• PASSAGE:
%%

The following instructions specifically deal with setting up a Conda python environment with pytorch on the Isambard MACS system. This implicitly assumes that you have access to Isambard as detailed in the Isambard doc pages
- Login to MACS login-node
$ ssh login-01.isambard.gw4.ac.uk
- Activate conda
❗ This should be a one time only step...
[<user>@login-01 ~]$ module use /software/x86/modulefiles/
[<user>@login-01 ~]$ module load tools/anaconda3
Check conda is loaded sucesfully, eg. conda info
should return info about the conda version and the locations it will use to save packages and environments
[<user>@login-01 ~]$ conda info
Then set-up conda initalization in your .bashrc
file:
[<user>@login-01 ~]$ conda init bash
no change /software/x86/tools/anaconda3/condabin/conda
no change /software/x86/tools/anaconda3/bin/conda
no change /software/x86/tools/anaconda3/bin/conda-env
no change /software/x86/tools/anaconda3/bin/activate
no change /software/x86/tools/anaconda3/bin/deactivate
no change /software/x86/tools/anaconda3/etc/profile.d/conda.sh
no change /software/x86/tools/anaconda3/etc/fish/conf.d/conda.fish
no change /software/x86/tools/anaconda3/shell/condabin/Conda.psm1
no change /software/x86/tools/anaconda3/shell/condabin/conda-hook.ps1
no change /software/x86/tools/anaconda3/lib/python3.9/site-packages/xontrib/conda.xsh
no change /software/x86/tools/anaconda3/etc/profile.d/conda.csh
modified /home/mo-hsteptoe/.bashrc
==> For changes to take effect, close and re-open your current shell. <==
Restart the shell:
[<user>@login-01 ~]$ bash
and now the base environment will load by default:
(base) [<user>@login-01 ~]$
- Create ml-tc conda environment
Using the lockfile from this github repo, recreate the ml-tc
conda environment (assuming you already a cloned local copy):
(base) [<user>@login-01 ~]$ cd ML-TC
(base) [<user>@login-01 ~]$ conda create -n ml-tc --file ml-tc-gpu-linux-64.lock
Packages should download and install, taking O(10 minutes), but eventually you should see done
. Check that you can sucesfully activate the new environment
(base) [<user>@login-01 ~]$ conda activate ml-tc
(ml-tc) [<user>@login-01 ~]$
Note the change in the command prompt from (base)
to (ml-tc)

%%

• TASK INSTRUCTIONS: Rewrite the Isambard Conda setup instructions between "The following instructions" and "time only step...", inclusive, replacing "login-node" with "login node".

• EXTRACTED DATA:
%%

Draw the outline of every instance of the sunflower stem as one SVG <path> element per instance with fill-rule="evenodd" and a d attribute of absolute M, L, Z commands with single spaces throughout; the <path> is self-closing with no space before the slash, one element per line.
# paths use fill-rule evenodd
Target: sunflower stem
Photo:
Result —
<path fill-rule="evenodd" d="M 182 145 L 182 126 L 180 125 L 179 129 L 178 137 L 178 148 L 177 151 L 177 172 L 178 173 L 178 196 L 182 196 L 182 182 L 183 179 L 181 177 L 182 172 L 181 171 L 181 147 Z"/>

%%

• EXPECTED ANSWER:
The following instructions specifically deal with setting up a Conda python environment with pytorch on the Isambard MACS system. This implicitly assumes that you have access to Isambard as detailed in the Isambard doc pages
- Login to MACS login node
$ ssh login-01.isambard.gw4.ac.uk
- Activate conda
❗ This should be a one time only step...